### Your goal
Take the line containing "boxes needed: debris in water" in the listing below and copy it, along with every line after it, without alteration.

### The records
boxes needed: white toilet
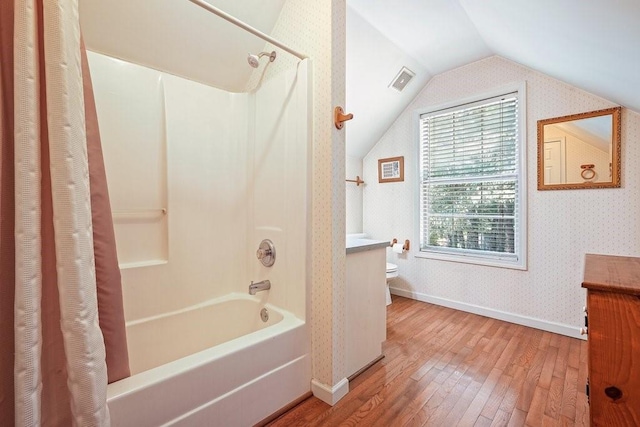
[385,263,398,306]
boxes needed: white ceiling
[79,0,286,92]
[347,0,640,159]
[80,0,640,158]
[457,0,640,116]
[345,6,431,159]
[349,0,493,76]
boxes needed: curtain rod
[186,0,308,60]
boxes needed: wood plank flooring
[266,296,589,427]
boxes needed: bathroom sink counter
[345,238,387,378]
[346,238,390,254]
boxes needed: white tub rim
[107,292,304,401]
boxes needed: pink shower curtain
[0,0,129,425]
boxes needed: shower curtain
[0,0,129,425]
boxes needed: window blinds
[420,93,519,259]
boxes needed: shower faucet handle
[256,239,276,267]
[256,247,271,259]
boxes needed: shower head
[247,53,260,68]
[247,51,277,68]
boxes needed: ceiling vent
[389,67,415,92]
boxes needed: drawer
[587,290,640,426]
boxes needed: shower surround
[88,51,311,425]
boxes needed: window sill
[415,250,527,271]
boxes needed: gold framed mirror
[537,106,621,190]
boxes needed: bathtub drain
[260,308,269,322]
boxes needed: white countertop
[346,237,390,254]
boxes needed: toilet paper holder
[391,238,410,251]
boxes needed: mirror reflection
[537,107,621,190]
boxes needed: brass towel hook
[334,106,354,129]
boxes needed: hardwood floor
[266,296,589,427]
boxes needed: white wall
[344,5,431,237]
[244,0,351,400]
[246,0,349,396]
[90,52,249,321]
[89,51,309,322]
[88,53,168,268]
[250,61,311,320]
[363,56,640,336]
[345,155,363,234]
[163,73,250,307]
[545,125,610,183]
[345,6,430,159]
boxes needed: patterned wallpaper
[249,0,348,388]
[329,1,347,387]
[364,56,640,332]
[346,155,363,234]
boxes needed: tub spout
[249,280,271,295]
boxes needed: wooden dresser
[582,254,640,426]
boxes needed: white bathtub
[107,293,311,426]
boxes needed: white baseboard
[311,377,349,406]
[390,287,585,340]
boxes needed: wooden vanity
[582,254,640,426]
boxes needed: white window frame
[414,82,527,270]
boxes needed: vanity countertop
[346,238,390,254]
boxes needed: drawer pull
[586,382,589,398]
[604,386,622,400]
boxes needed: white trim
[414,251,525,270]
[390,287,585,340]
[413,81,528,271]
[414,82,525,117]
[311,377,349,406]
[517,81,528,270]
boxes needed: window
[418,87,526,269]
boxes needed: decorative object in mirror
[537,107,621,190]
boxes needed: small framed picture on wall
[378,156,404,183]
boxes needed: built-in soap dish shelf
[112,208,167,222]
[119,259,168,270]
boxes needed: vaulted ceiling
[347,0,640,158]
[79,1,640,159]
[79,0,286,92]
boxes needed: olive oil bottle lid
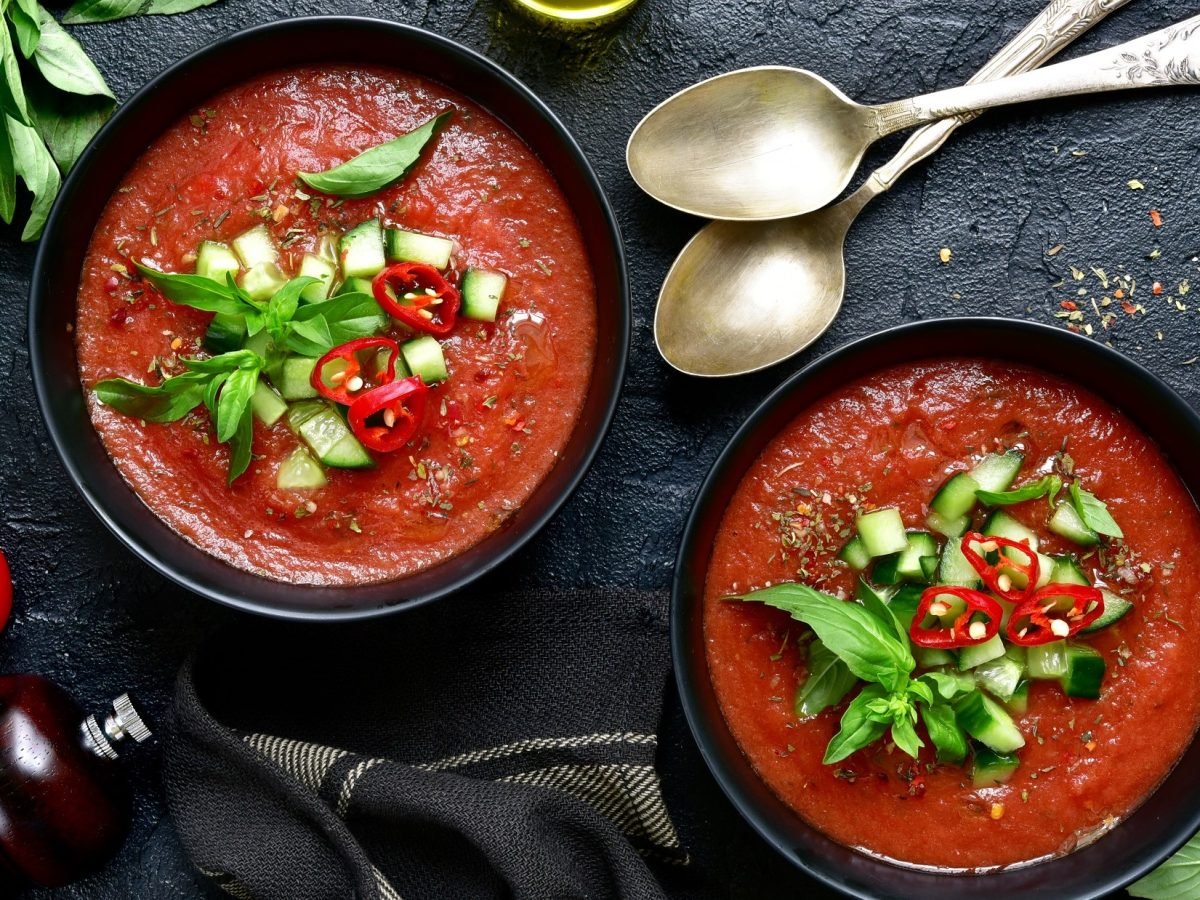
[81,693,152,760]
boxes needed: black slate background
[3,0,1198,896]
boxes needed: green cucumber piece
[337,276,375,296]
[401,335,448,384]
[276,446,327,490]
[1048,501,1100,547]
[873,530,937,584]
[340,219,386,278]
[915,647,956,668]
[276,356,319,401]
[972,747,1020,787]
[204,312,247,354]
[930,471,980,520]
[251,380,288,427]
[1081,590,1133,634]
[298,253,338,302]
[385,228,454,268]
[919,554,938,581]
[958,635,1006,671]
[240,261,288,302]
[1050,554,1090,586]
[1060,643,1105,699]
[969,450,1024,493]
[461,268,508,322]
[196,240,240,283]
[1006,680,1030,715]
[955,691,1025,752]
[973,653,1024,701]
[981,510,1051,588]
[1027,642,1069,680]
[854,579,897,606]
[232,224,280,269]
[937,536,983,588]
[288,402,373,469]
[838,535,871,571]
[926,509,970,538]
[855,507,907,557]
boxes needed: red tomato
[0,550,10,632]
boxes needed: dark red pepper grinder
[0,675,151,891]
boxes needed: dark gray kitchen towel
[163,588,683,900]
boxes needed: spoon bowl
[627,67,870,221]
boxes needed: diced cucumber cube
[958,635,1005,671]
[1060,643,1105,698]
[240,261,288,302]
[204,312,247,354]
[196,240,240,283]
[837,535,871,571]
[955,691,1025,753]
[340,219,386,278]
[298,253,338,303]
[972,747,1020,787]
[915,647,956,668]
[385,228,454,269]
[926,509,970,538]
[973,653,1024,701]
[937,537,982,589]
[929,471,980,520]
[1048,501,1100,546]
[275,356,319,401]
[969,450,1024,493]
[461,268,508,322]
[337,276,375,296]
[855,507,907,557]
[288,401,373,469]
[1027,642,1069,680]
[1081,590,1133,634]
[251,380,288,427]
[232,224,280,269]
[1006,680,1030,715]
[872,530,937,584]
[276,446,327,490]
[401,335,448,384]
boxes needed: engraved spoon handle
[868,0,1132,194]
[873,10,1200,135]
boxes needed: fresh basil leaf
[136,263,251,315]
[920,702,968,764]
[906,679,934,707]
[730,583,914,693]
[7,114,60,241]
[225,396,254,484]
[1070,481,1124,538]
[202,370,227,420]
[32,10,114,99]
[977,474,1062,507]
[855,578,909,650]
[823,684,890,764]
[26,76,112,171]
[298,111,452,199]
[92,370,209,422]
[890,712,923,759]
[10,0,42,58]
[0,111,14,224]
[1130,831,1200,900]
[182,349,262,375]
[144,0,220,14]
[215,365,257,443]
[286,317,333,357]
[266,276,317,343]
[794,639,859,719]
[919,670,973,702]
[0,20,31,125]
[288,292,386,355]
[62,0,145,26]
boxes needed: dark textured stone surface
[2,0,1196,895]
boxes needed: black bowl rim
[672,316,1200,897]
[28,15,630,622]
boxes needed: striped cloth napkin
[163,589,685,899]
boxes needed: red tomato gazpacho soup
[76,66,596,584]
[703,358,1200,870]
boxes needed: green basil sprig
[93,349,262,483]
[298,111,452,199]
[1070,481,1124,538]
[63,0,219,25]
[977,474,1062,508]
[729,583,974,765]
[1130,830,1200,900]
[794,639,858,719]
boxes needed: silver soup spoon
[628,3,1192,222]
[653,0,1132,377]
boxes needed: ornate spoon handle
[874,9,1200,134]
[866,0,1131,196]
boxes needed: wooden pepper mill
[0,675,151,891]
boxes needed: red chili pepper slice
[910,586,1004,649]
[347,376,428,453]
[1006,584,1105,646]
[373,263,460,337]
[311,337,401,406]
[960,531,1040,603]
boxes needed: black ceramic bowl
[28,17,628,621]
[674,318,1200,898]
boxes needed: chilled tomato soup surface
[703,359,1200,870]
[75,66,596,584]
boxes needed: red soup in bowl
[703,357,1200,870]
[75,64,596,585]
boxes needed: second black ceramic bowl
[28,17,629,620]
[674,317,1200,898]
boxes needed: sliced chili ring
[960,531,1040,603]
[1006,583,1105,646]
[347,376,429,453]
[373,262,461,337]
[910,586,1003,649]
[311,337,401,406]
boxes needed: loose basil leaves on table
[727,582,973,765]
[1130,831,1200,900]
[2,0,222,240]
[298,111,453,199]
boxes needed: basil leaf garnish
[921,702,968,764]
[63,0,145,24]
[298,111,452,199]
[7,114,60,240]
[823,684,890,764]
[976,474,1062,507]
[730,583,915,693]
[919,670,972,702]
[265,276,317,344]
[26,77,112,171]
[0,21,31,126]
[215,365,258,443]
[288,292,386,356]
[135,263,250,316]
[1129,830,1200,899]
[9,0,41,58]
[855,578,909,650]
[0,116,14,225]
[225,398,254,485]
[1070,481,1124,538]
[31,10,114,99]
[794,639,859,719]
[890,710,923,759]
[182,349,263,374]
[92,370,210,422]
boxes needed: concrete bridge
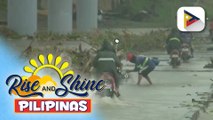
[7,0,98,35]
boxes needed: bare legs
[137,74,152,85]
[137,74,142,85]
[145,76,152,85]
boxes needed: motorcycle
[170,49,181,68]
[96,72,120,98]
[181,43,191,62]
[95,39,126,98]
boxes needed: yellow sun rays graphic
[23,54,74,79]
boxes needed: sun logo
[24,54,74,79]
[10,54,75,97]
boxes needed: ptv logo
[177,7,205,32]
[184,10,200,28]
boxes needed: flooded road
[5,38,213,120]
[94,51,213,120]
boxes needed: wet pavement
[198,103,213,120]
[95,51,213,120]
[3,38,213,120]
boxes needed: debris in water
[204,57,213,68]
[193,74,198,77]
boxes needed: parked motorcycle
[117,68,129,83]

### Output below
boxes needed: debris in water
[204,57,213,68]
[193,74,198,77]
boxes needed: parked motorcycle
[117,68,129,83]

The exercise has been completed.